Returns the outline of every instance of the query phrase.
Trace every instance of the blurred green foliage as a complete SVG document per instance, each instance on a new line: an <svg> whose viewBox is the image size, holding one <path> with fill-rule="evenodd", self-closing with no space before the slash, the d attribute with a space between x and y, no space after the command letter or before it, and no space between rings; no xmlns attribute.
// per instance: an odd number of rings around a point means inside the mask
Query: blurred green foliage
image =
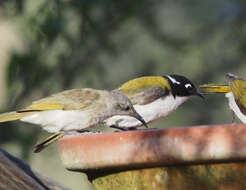
<svg viewBox="0 0 246 190"><path fill-rule="evenodd" d="M246 76L242 0L4 0L0 6L24 44L11 55L2 111L69 88L113 89L143 75L183 74L196 85L225 83L227 72ZM217 95L194 98L155 125L230 121ZM21 144L28 159L40 130L14 125L1 128L0 141Z"/></svg>

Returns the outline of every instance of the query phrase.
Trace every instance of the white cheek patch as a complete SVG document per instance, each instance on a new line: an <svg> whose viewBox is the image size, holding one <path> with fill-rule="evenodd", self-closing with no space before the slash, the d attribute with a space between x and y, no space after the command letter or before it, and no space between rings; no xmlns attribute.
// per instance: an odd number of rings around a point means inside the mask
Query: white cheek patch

---------------

## The problem
Rewrite all of the records above with every "outline" swapped for "contour" and nothing else changed. Leave the pictures out.

## Correct response
Returns the contour of every instance of the query phrase.
Trace every instance of the blurred green foliage as a complete SVG document per instance, each instance on a new line: an <svg> whose viewBox is the image size, holding one <path> with fill-rule="evenodd", self-closing with no space before the slash, the d attribute with a space between x and y, no space after the command letter or before it, and no space between rings; no xmlns attribute.
// per instance: an odd number of rings around a point means inside the mask
Query: blurred green foliage
image =
<svg viewBox="0 0 246 190"><path fill-rule="evenodd" d="M246 76L242 0L4 0L0 6L24 44L11 55L2 111L69 88L113 89L143 75L183 74L196 85L225 83L227 72ZM217 95L194 98L155 125L230 121ZM21 144L28 159L40 130L14 125L1 128L0 141Z"/></svg>

Returns the contour of every instance of the query phrase.
Trace every instance of the white cheek patch as a complete SVG document per instance, each instance on a new line: an <svg> whose viewBox is the image size, holding one <path> with fill-rule="evenodd", self-closing with no space before the slash, the d attribute with a space between x and y, no space after the command letter or before it, and no space between rings; no xmlns attribute.
// per instance: an odd number of rings around a point means inside the mask
Query: white cheek patch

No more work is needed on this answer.